*Text block*.
====
# Happy New Year!



## 1895gunner (Sep 23, 2012)

1895gunner


----------



## rstanek (Nov 9, 2012)

Happy new year


----------



## Slippy (Nov 14, 2013)

Happy New Year Gunner and all you other Knuckleheads!



1895gunner said:


> 1895gunner


----------



## Denton (Sep 18, 2012)

Happy New Year's to you, 1895 gunner, and the rest of you crazy people!

1895Gunner's Zone


----------



## csi-tech (Apr 13, 2013)

Happy New Year to you. Snake boots? Hope you pop a good buck before season closes. I'm going next weekend to put a fork in it.


----------



## A Watchman (Sep 14, 2015)

Thank you Sir, my best to you and everyone else here ..... Ummm ..... Is Laura gone yet?


----------



## inceptor (Nov 19, 2012)

Happy New Year y'all :tango_face_grin:


----------



## TG (Jul 28, 2014)

Beautiful photo  Happy New Year!


----------



## Mosinator762x54r (Nov 4, 2015)

Happy New Years to my PF brothers and sisters...

_*For auld lang syne,
We'll tak a cup o' kindness yet,
For auld lang syne*_


----------



## Denton (Sep 18, 2012)

Mosinator762x54r said:


> Happy New Years to my PF brothers and sisters...
> 
> _*For auld lang syne,
> We'll tak a cup o' kindness yet,
> For auld lang syne*_


Happy New Year, brother! It's good to see you!


----------



## Jackangus (Sep 1, 2016)

Happy new year fellas, from the NZ.


----------



## SGG (Nov 25, 2015)

Happy new year from Six Flags!


----------



## Prepared One (Nov 5, 2014)

Continued success to all in the coming new year. Happy New Years.


----------



## Smitty901 (Nov 16, 2012)

And it will get even better in 19 days.


----------



## bigwheel (Sep 22, 2014)




----------



## Smitty901 (Nov 16, 2012)
====
*Dataset content*.
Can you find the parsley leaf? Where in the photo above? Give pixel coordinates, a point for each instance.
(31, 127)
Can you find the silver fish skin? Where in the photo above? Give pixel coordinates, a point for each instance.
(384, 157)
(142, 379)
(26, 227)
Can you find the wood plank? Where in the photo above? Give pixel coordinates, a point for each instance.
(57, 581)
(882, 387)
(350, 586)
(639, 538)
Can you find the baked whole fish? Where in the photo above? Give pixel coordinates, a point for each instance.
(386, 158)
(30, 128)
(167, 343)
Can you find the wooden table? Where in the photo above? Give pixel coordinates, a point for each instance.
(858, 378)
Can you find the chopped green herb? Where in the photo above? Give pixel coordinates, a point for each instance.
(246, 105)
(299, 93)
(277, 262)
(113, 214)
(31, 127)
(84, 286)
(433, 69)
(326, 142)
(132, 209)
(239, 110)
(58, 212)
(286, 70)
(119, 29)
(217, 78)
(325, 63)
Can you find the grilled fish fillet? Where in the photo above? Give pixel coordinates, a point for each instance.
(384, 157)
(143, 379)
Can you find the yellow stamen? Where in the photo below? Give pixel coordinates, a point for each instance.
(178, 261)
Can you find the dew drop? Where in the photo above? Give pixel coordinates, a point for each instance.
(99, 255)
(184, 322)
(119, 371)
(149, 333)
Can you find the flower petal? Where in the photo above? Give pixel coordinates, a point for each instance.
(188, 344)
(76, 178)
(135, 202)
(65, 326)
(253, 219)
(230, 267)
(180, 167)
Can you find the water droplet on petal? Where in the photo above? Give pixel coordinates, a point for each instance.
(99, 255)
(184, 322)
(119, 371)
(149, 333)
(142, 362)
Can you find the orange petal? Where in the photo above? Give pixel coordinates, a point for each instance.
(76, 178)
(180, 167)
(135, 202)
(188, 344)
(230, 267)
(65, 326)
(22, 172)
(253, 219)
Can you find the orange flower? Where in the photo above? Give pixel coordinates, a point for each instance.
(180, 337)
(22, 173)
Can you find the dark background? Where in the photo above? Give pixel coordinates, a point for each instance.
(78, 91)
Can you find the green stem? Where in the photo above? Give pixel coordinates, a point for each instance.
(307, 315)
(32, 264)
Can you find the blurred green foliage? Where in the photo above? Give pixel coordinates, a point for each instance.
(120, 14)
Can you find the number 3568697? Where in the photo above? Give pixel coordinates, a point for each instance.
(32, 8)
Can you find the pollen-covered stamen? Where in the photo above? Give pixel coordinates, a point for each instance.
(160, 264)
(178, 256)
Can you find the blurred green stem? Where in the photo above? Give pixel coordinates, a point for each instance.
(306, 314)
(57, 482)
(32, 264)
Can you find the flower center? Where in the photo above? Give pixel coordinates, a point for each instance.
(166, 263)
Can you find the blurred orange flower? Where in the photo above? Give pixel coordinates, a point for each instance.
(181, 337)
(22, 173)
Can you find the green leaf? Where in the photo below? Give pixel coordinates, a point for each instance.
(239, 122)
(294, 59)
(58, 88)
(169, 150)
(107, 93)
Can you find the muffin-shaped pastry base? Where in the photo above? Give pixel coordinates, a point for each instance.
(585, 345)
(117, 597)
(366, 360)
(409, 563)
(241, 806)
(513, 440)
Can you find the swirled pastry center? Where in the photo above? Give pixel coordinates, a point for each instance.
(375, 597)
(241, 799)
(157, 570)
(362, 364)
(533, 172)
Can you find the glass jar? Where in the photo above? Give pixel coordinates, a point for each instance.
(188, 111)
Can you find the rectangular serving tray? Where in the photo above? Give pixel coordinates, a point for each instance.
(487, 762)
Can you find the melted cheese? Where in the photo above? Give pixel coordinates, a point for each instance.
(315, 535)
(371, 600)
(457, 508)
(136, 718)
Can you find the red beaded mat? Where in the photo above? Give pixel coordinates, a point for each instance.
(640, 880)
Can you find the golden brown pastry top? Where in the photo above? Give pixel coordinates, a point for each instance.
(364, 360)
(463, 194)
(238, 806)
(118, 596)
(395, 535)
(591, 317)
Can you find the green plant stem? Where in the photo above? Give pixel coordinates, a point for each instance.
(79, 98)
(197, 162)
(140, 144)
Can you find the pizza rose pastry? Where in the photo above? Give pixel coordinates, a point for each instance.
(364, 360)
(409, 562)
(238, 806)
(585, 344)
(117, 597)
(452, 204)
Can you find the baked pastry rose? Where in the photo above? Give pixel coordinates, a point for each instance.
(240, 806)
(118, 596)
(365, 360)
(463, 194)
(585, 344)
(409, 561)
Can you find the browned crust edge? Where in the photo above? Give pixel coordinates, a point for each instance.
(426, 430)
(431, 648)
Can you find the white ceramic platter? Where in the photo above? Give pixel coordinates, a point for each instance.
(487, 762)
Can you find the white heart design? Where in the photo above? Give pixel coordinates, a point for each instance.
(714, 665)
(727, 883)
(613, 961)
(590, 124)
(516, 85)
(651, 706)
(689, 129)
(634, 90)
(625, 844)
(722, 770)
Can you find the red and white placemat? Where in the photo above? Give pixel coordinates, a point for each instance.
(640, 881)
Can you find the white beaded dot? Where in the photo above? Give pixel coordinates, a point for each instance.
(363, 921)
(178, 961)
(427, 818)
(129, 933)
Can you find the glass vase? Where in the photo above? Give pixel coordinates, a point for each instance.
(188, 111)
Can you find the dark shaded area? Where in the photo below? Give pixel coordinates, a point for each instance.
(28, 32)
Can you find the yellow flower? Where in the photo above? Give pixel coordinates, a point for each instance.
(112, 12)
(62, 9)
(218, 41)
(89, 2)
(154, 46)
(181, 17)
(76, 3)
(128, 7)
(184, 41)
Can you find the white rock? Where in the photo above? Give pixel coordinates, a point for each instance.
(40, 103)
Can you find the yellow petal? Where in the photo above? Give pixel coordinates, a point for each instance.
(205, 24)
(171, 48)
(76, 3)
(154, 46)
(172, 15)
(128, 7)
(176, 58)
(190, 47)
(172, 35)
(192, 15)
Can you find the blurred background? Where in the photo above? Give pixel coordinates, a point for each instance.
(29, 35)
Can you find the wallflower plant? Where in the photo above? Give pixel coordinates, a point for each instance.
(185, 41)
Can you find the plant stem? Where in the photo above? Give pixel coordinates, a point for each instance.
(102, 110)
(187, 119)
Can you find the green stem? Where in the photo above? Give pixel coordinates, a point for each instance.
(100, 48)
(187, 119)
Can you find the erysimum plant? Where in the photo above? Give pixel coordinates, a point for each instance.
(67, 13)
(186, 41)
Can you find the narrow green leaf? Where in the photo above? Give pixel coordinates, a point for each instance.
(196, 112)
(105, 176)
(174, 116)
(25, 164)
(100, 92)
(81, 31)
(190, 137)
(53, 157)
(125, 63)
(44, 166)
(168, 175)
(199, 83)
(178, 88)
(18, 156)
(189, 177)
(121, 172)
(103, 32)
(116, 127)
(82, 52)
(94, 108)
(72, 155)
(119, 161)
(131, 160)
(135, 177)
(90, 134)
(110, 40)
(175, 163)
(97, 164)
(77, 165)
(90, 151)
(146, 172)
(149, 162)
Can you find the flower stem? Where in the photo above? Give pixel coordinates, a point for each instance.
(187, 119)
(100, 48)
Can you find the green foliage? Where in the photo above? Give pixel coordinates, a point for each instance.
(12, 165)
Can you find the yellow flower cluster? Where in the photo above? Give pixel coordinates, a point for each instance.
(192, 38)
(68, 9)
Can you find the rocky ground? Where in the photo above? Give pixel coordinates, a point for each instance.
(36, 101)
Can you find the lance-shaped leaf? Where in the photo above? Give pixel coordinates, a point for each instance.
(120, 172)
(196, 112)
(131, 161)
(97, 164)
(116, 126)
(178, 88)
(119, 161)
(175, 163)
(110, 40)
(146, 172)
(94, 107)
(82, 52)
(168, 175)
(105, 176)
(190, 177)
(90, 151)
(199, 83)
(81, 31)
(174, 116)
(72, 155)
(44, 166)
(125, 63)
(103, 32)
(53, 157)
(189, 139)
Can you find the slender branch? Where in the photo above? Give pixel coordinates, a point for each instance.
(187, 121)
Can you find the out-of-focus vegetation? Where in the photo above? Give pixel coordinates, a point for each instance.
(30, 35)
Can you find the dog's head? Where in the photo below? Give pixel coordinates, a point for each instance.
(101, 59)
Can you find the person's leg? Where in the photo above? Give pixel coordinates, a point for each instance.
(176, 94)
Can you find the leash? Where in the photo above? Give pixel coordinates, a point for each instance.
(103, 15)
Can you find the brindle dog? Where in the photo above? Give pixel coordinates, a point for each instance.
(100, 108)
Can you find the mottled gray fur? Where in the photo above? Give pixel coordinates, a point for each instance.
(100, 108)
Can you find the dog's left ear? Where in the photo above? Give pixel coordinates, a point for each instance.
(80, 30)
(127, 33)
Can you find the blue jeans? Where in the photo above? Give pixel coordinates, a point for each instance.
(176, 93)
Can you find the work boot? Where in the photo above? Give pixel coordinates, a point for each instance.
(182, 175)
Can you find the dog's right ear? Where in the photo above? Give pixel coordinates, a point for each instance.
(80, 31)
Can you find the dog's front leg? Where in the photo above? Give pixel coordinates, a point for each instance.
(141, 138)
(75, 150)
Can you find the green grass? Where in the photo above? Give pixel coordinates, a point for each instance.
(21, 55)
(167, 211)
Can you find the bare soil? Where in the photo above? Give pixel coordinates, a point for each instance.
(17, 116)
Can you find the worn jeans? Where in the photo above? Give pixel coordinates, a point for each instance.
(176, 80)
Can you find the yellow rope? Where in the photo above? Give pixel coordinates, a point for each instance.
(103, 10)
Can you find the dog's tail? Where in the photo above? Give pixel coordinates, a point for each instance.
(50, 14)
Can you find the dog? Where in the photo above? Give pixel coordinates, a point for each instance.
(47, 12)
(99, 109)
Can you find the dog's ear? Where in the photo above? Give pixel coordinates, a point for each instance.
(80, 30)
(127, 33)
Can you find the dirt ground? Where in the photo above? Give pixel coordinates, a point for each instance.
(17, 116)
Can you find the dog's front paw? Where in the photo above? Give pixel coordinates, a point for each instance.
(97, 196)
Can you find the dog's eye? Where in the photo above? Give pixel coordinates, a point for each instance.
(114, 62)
====
*Exercise objective*.
Translate the sentence "Continued success to all in the coming new year." from the New Year forum thread into Spanish.

*Complete response*.
Éxito continuo para todos en el nuevo año que comienza.